-- START OF Data to process --

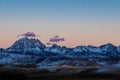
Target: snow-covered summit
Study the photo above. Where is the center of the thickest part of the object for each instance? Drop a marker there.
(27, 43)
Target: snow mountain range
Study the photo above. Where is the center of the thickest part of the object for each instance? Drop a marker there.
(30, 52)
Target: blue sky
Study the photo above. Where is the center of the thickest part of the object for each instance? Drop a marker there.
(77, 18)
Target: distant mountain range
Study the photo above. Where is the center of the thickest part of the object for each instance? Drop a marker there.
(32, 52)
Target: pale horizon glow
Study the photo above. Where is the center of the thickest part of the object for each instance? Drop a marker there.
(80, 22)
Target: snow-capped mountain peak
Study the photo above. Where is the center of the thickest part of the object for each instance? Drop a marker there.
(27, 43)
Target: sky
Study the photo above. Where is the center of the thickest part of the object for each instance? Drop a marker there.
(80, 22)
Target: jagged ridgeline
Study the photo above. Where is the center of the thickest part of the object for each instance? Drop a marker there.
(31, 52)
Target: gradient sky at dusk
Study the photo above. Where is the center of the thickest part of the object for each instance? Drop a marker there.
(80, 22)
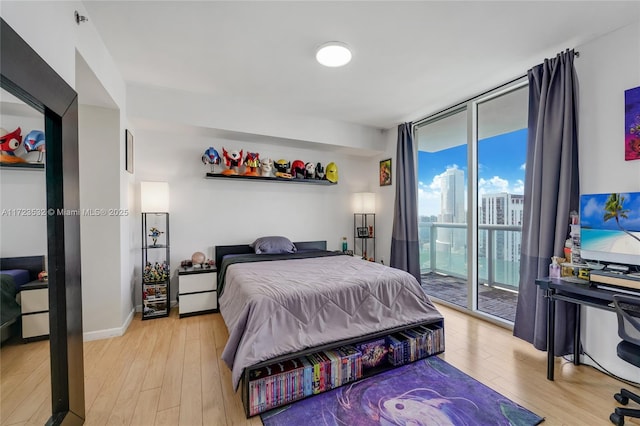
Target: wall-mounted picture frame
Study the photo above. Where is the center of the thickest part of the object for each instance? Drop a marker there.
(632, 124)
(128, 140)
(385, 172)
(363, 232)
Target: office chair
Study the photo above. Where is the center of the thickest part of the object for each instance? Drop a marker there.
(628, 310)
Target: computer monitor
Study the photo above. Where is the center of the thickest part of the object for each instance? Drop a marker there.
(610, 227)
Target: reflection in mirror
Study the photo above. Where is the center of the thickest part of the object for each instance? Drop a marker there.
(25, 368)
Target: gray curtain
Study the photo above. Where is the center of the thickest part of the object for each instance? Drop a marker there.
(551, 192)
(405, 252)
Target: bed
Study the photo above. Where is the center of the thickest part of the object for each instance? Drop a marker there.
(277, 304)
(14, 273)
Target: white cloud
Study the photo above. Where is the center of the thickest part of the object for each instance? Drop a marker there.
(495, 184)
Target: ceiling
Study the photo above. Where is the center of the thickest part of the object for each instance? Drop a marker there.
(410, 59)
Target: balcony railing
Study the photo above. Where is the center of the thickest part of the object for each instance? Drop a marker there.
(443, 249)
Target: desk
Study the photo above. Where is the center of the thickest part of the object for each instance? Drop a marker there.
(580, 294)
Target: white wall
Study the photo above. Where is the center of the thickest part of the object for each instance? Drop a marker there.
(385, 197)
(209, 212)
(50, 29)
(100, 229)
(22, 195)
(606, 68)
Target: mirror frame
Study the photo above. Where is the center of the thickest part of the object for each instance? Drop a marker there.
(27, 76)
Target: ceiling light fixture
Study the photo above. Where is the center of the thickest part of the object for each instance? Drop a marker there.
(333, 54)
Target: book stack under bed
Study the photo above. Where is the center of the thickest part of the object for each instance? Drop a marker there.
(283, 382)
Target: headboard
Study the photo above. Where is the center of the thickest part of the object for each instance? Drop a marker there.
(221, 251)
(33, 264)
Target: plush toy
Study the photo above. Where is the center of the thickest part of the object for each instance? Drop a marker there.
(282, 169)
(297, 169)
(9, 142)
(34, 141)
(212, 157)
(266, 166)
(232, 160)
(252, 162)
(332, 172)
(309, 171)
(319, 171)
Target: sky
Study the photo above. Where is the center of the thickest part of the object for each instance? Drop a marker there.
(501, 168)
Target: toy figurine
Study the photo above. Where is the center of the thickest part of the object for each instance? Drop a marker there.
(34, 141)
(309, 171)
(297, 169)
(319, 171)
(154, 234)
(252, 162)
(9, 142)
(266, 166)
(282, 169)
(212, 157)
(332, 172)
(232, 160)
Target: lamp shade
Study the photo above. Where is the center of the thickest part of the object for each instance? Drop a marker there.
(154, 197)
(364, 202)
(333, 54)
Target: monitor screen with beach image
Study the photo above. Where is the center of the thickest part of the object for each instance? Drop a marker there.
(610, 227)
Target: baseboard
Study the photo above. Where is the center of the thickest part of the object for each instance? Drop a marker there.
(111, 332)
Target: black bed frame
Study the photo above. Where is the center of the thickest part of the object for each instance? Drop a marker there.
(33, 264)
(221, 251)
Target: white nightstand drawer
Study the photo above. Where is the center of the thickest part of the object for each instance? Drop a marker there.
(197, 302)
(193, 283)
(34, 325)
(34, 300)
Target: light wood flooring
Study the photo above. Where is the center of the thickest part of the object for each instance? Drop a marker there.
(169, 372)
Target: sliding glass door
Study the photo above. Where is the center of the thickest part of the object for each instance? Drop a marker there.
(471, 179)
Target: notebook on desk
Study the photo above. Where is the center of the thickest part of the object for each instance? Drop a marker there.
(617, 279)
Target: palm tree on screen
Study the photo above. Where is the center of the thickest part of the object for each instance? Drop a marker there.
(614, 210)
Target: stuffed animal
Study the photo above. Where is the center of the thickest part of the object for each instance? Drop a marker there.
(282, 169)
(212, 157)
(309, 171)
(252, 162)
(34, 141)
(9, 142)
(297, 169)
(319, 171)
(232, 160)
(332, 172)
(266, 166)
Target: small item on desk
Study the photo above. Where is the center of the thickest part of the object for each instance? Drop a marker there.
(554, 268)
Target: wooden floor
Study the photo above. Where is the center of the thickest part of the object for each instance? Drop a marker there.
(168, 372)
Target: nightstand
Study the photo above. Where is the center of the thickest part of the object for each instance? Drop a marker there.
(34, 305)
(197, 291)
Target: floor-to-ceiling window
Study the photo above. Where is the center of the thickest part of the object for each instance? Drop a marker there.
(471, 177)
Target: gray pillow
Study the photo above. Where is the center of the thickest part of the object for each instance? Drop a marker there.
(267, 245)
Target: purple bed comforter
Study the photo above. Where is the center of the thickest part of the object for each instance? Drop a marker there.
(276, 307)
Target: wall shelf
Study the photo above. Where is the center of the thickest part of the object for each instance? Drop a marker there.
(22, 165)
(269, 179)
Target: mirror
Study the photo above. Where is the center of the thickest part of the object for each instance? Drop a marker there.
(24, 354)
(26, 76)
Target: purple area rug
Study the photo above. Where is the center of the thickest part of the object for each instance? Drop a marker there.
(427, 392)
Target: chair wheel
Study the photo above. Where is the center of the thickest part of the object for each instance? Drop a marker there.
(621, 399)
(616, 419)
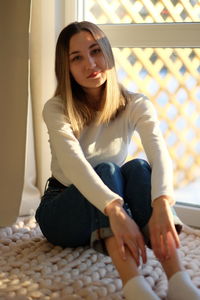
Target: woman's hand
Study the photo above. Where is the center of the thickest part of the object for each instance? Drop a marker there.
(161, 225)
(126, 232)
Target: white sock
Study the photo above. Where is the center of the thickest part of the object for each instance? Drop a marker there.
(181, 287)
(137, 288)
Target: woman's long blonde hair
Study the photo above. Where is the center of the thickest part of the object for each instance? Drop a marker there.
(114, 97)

-- END OF Data to process --

**Given request:** Rewrite all the entries above as a two-column CSV with the headers request and answer, one row per entry. Put each field in quotes, replace any line breaks with spaces, and leave the pictures out.

**The answer:**
request,answer
"Target: snow-covered summit Study the photo above. Where is the center of the thickest part of the object for each instance? Drop a marker there.","(27, 43)"
"Target: snow mountain range Study the photo above. Where is the center of the thickest part of the object for each instance? Drop a marker there.","(30, 52)"
"Target: blue sky Study the photo above. Where is the center of the thickest part of the object for each instance? Drop a marker there.","(77, 18)"
"Target: distant mountain range Study the photo above. Where is the center of the thickest part of the object for each instance? Drop a marker there.","(32, 52)"
"Target: pale horizon glow Study the photo above. Where is the center of the thickest part of the object for each instance? Drop a marker there.","(80, 22)"
"Target: snow-capped mountain peak Study the photo above. Where is the center of the thickest part of the object for each instance? Drop a marker there.","(27, 43)"
"Target: sky Study the photo above. Where is the center of the thickest part of the object for each instance? Drop a marker there.","(80, 22)"
"Target: jagged ridgeline Study the photo above. Where is the center of the thickest part of the object for each instance? Drop a marker there.","(31, 52)"
"Target: gradient sky at dusk Study the photo above. Where is the center of the thickest part of the object for each instance? Drop a marker there.","(80, 22)"
"Target: wall-mounted picture frame Study the photo above. Where is the center of the thickest part of the object for each instance? Drop a marker there.","(632, 124) (128, 140) (385, 172) (363, 232)"
"Target: office chair Study the photo above. Where is the center of the thickest part of the object for each instance? Drop a marker there.","(628, 310)"
"Target: computer monitor Study the photo above. Where is the center of the thickest part of the object for each instance? Drop a marker there.","(610, 227)"
"Target: reflection in mirror Study the photo above. Where is the center of the thickest part of the object for each instance? Drop a marker there.","(25, 368)"
"Target: gray curtain Study the photo above. Where is the center of the thickest part of the object for each instance? Drop a marker there.","(551, 192) (405, 252)"
"Target: bed Study the photo above. Where is the center of the thickest part of the object for each instance? Drop a marker there.","(277, 304) (14, 273)"
"Target: white cloud Study the photo above. Where is the center of the thickest part of the object for each instance? Drop a marker there.","(495, 184)"
"Target: ceiling Study the photo above. Where is the center of the thickest part of the object for each instance? Drop a marker there.","(410, 59)"
"Target: balcony railing Study the photo above. Where is the center of the thickest part of the object for each instance? Drop a marker there.","(443, 249)"
"Target: desk Study the photo above. Where is the center of the thickest part of the object for each instance? Drop a marker there.","(580, 294)"
"Target: white wall Study the photo above. Where is the center of the thickest part of the object for each instance? Drop a marker there.","(385, 197) (209, 212) (50, 29) (100, 229) (22, 195) (606, 68)"
"Target: mirror frame Study the photo above. Where is the center of the thickest part of the object for each instance? Drop a marker there.","(27, 76)"
"Target: ceiling light fixture Study the photo above. Where is the center of the thickest part of the object for each instance? Drop a marker there.","(333, 54)"
"Target: book stack under bed Study the photo above. Where is the center of the thickest part of the object for each instance? Drop a marker there.","(283, 382)"
"Target: headboard Study the photo above. Where is the center of the thickest part of the object for each instance? Drop a marker there.","(221, 251) (33, 264)"
"Target: plush toy Study the photo above. Where is the center of the thickest part of the object for each instance? Drop a marker there.","(282, 169) (297, 169) (9, 142) (34, 141) (212, 157) (266, 166) (232, 160) (252, 162) (332, 172) (309, 171) (319, 171)"
"Target: sky Study the photo above. Where is the center of the thickest part of the object for each instance? Drop a marker there.","(501, 168)"
"Target: toy figurine Study the photo above. Where is the center of the thickest part of the object for each instance? Drop a marker there.","(34, 141) (309, 171) (297, 169) (319, 171) (154, 234) (252, 162) (9, 142) (266, 166) (282, 169) (212, 157) (332, 172) (232, 160)"
"Target: lamp shade Study the photo above. Where is the center of the thickest part of the object for each instance? Drop a marker there.","(154, 197) (364, 202) (333, 54)"
"Target: monitor screen with beach image Study the photo above. Where is the center of the thickest part of the object for each instance? Drop a marker there.","(610, 227)"
"Target: baseboard Study the photo above. Where is the center of the thickest part of the object for each instance? Drop a marker there.","(111, 332)"
"Target: black bed frame Study the photo above. Where is the center of the thickest part of the object for each instance? Drop a marker there.","(33, 264) (221, 251)"
"Target: white nightstand drawer Study the photo above. Where is the center of the thickest part of the object for each instance? Drop a marker there.","(197, 302) (193, 283) (34, 325) (34, 300)"
"Target: light wood flooring Study the photo above. Where is the center of the thickest part of the object for each instance? Drop a marker there.","(169, 372)"
"Target: sliding glass door Study the photo above. Where is the center of the thickest part of the object for each instance? Drop a marker there.","(471, 179)"
"Target: notebook on desk Study the photo above. Where is the center of the thickest part of the object for each instance? Drop a marker there.","(617, 279)"
"Target: palm tree on screen Study the photo above. Where is the center of the thickest part of the object for each instance? Drop a marker there.","(614, 210)"
"Target: stuffed animal Study the photo above. Where is the center of the thickest part of the object for each instance? Drop a marker there.","(282, 169) (212, 157) (309, 171) (252, 162) (34, 141) (9, 142) (297, 169) (319, 171) (232, 160) (332, 172) (266, 166)"
"Target: small item on desk Study the photo above. Where is the center of the thickest part of the object for each instance? Drop a marker there.","(554, 268)"
"Target: wooden floor Study the photo above. Where is the center of the thickest part of the object for each instance? Drop a marker there.","(168, 372)"
"Target: nightstand Study the photo above. Where is the center of the thickest part of the object for each instance? Drop a marker there.","(34, 305) (197, 291)"
"Target: floor-to-ceiling window Study the photo above. Where is the center of the thickest part of the object for each instance? Drop a marker there.","(471, 177)"
"Target: gray pillow Study the photo above. Where is the center of the thickest part of the object for each instance? Drop a marker there.","(267, 245)"
"Target: purple bed comforter Study the photo above. Where is the center of the thickest part of the object for each instance? Drop a marker there.","(276, 307)"
"Target: wall shelf Study the photo above. Where is the center of the thickest part of the object for each instance? Drop a marker there.","(22, 165) (269, 179)"
"Target: mirror Study the photo above. Where is the center of the thickest part of the object for each instance? Drop a marker there.","(24, 354) (26, 76)"
"Target: purple area rug Study the photo above. Where is the center of the thickest part of the object for each instance? Drop a marker there.","(427, 392)"
"Target: chair wheel Study the photo above. Where is the center of the thickest part of the object for each instance? Drop a marker there.","(621, 399) (616, 419)"
"Target: woman's hand Study the photo above. Where is the center of the thickest part of the object for each instance? Drop a marker there.","(161, 225) (126, 232)"
"Target: white sock Study the photo above. Where is the center of the thickest part of the object for each instance? Drop a marker there.","(181, 287) (137, 288)"
"Target: woman's long blonde hair Study the photo above. Where is the center of the thickest part of the object for each instance? Drop a marker there.","(114, 97)"